Omit all pictures and give the records below again exactly as written.

• **A block of data**

--- Start ---

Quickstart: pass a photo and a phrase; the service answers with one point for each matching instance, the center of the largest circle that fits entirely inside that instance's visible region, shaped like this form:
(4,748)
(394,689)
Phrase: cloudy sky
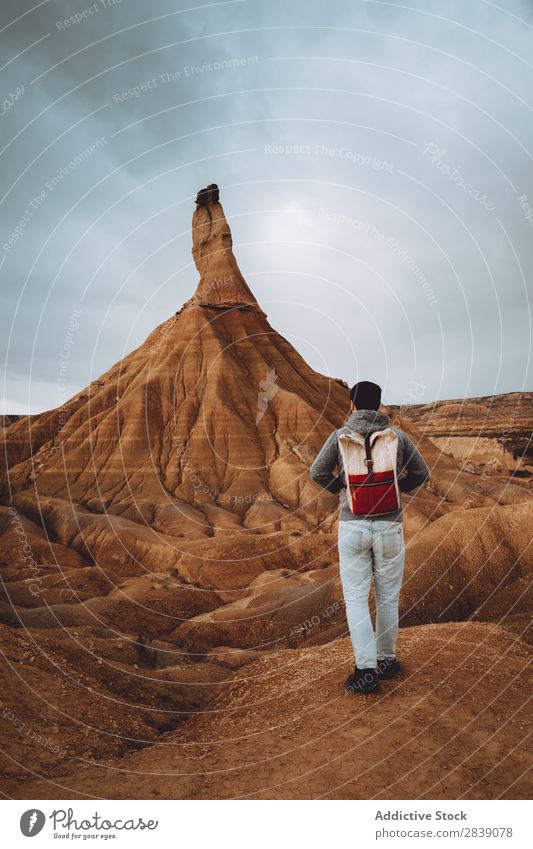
(375,164)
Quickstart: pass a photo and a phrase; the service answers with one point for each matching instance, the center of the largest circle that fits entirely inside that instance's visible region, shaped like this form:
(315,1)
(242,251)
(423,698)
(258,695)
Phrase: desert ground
(172,623)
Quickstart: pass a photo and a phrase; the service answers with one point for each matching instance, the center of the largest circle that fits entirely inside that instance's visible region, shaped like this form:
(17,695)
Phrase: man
(370,543)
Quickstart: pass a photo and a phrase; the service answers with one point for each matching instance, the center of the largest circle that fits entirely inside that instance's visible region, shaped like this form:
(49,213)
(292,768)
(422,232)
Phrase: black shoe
(362,681)
(389,667)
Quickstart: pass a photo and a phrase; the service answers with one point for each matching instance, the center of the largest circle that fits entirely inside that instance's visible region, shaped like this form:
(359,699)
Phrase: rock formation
(160,531)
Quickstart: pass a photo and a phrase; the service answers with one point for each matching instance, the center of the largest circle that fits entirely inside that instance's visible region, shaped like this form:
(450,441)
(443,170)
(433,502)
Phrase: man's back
(411,468)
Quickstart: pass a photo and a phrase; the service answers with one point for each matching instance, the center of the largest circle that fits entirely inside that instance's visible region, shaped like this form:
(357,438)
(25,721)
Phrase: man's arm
(322,469)
(415,466)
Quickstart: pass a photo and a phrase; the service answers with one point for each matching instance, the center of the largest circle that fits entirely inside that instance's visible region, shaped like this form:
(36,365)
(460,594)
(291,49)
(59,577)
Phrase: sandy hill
(164,551)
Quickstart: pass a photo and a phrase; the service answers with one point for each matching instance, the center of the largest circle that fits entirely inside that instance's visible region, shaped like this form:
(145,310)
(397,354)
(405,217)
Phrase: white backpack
(370,470)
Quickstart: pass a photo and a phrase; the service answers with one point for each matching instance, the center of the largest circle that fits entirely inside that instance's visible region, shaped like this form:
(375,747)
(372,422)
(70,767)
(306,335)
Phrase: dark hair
(366,395)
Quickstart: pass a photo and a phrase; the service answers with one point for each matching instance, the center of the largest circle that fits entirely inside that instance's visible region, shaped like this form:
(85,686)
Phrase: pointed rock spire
(221,282)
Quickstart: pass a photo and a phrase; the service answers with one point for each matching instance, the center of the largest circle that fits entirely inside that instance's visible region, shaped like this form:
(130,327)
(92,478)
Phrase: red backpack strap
(369,463)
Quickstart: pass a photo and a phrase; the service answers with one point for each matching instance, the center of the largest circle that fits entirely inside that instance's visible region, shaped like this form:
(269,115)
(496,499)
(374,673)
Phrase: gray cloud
(375,165)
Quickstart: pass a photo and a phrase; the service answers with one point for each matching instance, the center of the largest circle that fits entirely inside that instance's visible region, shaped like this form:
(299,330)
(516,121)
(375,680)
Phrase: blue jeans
(365,546)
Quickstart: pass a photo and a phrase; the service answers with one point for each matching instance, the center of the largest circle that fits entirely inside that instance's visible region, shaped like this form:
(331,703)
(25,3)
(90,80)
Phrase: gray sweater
(327,470)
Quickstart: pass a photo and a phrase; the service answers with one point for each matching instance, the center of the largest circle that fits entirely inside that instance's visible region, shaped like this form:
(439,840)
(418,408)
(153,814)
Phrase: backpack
(370,470)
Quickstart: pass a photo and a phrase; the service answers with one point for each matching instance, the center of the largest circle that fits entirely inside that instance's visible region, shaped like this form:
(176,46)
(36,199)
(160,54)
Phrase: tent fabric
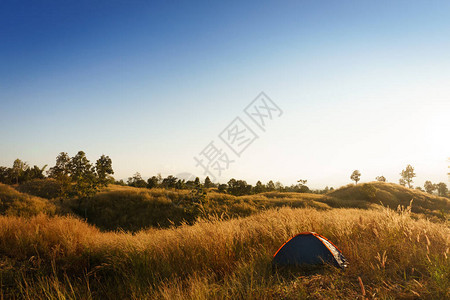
(309,248)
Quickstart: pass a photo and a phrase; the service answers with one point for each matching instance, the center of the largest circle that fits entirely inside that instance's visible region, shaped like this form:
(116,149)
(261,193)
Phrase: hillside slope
(393,255)
(393,195)
(14,203)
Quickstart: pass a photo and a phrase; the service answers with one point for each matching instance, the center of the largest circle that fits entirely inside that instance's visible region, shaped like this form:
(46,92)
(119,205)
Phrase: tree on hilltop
(381,178)
(408,175)
(356,176)
(429,187)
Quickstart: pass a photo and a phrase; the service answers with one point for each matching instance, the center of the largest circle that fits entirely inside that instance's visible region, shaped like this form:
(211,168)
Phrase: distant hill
(393,195)
(14,203)
(130,208)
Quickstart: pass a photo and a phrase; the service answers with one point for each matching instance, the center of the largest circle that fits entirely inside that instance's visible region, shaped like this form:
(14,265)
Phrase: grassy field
(65,258)
(222,248)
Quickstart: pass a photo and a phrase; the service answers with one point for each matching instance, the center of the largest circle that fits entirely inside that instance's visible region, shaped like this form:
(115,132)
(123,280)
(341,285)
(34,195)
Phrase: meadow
(226,251)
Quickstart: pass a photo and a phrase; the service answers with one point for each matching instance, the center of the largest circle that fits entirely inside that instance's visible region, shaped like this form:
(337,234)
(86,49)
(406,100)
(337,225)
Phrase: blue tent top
(309,248)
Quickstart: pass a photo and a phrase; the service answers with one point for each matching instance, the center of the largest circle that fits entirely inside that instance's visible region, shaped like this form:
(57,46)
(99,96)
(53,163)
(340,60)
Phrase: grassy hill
(393,195)
(220,246)
(394,255)
(129,208)
(14,203)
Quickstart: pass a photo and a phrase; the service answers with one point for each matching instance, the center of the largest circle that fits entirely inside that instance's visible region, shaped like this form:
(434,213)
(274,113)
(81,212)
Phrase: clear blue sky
(362,84)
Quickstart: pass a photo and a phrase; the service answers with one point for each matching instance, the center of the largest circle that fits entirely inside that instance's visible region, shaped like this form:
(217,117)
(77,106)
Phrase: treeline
(75,176)
(407,179)
(233,186)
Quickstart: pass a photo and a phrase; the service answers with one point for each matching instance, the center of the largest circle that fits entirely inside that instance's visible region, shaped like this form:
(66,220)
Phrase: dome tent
(309,248)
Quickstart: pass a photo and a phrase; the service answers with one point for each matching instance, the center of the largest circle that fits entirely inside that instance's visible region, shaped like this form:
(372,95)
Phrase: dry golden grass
(14,203)
(64,258)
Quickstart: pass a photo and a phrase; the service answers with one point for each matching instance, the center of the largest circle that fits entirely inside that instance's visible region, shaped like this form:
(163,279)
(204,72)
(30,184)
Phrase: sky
(359,85)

--- End ---

• **Task output**
Quickstart: pass a photo and a phrase; the service answers with one point for each matching instance, the center of the largest circle that fits entirely inside that instance's visible region, shaped like this form:
(4,748)
(394,689)
Phrase: cloudy sky
(375,164)
Quickstart: pass a photo and a phrase; the service answers with one point for each matching instance, the center of the largest circle that fits entirely inside that instance's visible region, shaped like this form:
(315,1)
(242,251)
(423,698)
(258,695)
Phrase: desert ground
(172,623)
Quickstart: pass a photo and a phrase; the service answers with one point for each matching instance, the center of the largest circle that fits entirely inside that instance's visible region, shaped like this form:
(17,695)
Phrase: man
(370,543)
Quickstart: pass a photo and a phrase; the service answers with one point for each matching instance, the center of the largest circle that fits entirely inside that instance's visible region, shaped like this form:
(49,213)
(292,768)
(422,232)
Phrase: black shoe
(362,681)
(389,667)
Quickstart: pass a photo and a phrase; the service answers with one point for each matching instance, the center of the largest circle that fits entirely inside that instance's visible region, shaped like this form:
(359,699)
Phrase: rock formation
(160,531)
Quickstart: pass a photo and a phrase; the service answers with one point for each matching instance, the center of the largest circle that fits entirely inside that instance's visible region, shaped like this form:
(450,441)
(443,170)
(433,502)
Phrase: man's back
(411,468)
Quickstart: pass a photo and a phrase; the service answers with one point for each matching instance, the center of the largest circle that fits entirely inside that instance's visible region, shaped like this form:
(357,438)
(25,721)
Phrase: man's arm
(322,469)
(415,466)
Quickstart: pass a photo and a phrase; the service answers with one point for each matching instance, the center of the largest circle that fits entirely inside that instance's visible region, shaped like this form:
(36,365)
(460,594)
(291,49)
(59,577)
Phrase: sandy hill
(164,551)
Quickstart: pass a photo and a phrase; the service answers with one point for each matching instance, the center of the largest circle that fits entirely inside that instance's visible region, shaped like this form:
(145,310)
(397,354)
(405,217)
Phrase: white backpack
(370,470)
Quickstart: pass a photo and a phrase; the service answers with one point for each matching instance, the center of the largest circle that fits entirely inside that instance's visible region, shaped like this form:
(375,747)
(372,422)
(70,767)
(306,335)
Phrase: dark hair
(366,395)
Quickstart: pass a photo and a phrase; the service answers with one point for each matching instance, the center of the largest circle that fits entirely inside that instance's visible region, shaped like this form:
(85,686)
Phrase: pointed rock spire
(221,282)
Quickstart: pass a photo and a phrase; the service answers with one point for each matching instance, the center of the largest circle that fits entirely inside that instance's visible region, shaped like this form:
(130,327)
(92,478)
Phrase: red backpack strap
(369,463)
Quickstart: pass a photo and a phrase; the service answers with one point for each matching instance, the center of the largest circle that fits entirely inside that instance's visible region, shaped like this form:
(269,115)
(496,499)
(374,673)
Phrase: gray cloud
(375,165)
Quickstart: pass a photo and a phrase; the service answers with one point for each matching instance, the center of the largest circle that fits entirely inside that instance's visible region, shaped like this form:
(299,330)
(516,121)
(375,680)
Phrase: blue jeans
(365,546)
Quickstart: pass a photo and a phrase; the service answers with one point for each matching instance, the center of the largest circle that fits entirely inside that instance's visible region, shaped like this form:
(331,703)
(25,3)
(90,80)
Phrase: gray sweater
(327,470)
Quickstart: pass a photo and a phrase; the service answers with one point for each matching instance, the center of the largest circle that fits entirely inside that instance's visible region, shaped like this form:
(439,840)
(418,408)
(153,814)
Phrase: backpack
(370,470)
Quickstart: pass a photo and a phrase; the service answers with one point for each matching instance, the center of the largest circle that fits entirely inside that instance's visible region, shaped like this form:
(176,46)
(36,199)
(160,54)
Phrase: tent fabric
(309,248)
Quickstart: pass a photo and a phrase; the service answers with one point for each matching instance, the center of the largest circle that fits entirely inside that instance's visible region, shaped like this form:
(116,149)
(261,193)
Phrase: hillside slope
(393,255)
(393,195)
(14,203)
Quickstart: pass a photo and a phrase; the service answers with one point for each matching instance, the center of the largest circle that fits entirely inside that instance's visible region, shaped like this form:
(46,92)
(119,205)
Phrase: tree on hilltop
(381,178)
(408,175)
(356,176)
(429,187)
Quickstart: pass a photo and a phrase; the service answers with one point for each matching instance, the center of the largest circle that fits entirely inside that instance's visible region, shaped like this form:
(211,168)
Phrase: distant hill
(393,195)
(14,203)
(130,208)
Quickstart: pass a photo and a phrase; the service answers with one point for each matching instance, the center of the largest circle that fits entirely inside that instance's visible region, shaped like this form:
(14,265)
Phrase: grassy field
(65,258)
(222,248)
Quickstart: pass a photo and a phrase; the service answers with one point for each matching instance, the center of the largest circle that fits entirely inside that instance's visible region, shaped like this form:
(115,132)
(123,280)
(341,285)
(34,195)
Phrase: meadow
(226,251)
Quickstart: pass a photo and a phrase; the service answers with one point for each matching instance, the center of the largest circle that fits entirely inside that instance's visible region, shaped like this form:
(337,234)
(86,49)
(406,100)
(337,225)
Phrase: blue tent top
(309,248)
Quickstart: pass a photo and a phrase; the service answers with one point for each matching instance, the center of the largest circle that fits entirely inside that instance's visible region, shaped like this form:
(57,46)
(99,96)
(53,163)
(340,60)
Phrase: grassy hill
(393,195)
(220,246)
(394,255)
(129,208)
(14,203)
Quickstart: pass a photo and a phrase; the service answers with one point for each matching instance, the center of the largest circle that fits entirely inside that instance's visible region, shaped like this form:
(434,213)
(274,113)
(81,212)
Phrase: clear blue sky
(362,84)
Quickstart: pass a photo and a phrase; the service answers with one point for each matching instance, the center of the largest circle that fits entirely inside that instance's visible region, shaped like this form:
(217,117)
(77,106)
Phrase: treeline
(75,176)
(407,179)
(233,186)
Quickstart: pass a photo and a phrase; the service answers with one point for each matching instance, the center of the largest circle that fits entirely inside that instance's visible region, shaped like this form:
(66,220)
Phrase: dome tent
(309,248)
Quickstart: pass a photo and a phrase; the service answers with one point for each matching instance, the center of the largest circle that fits entirely inside that instance's visible region, shaped like this form:
(372,95)
Phrase: dry golden grass
(14,203)
(64,258)
Quickstart: pass a photo and a phrase; the service answers with one point for each matching instance, the center of the largest circle that fits entirely inside that instance's visible region, shaped like this form:
(163,279)
(204,72)
(30,184)
Phrase: sky
(359,85)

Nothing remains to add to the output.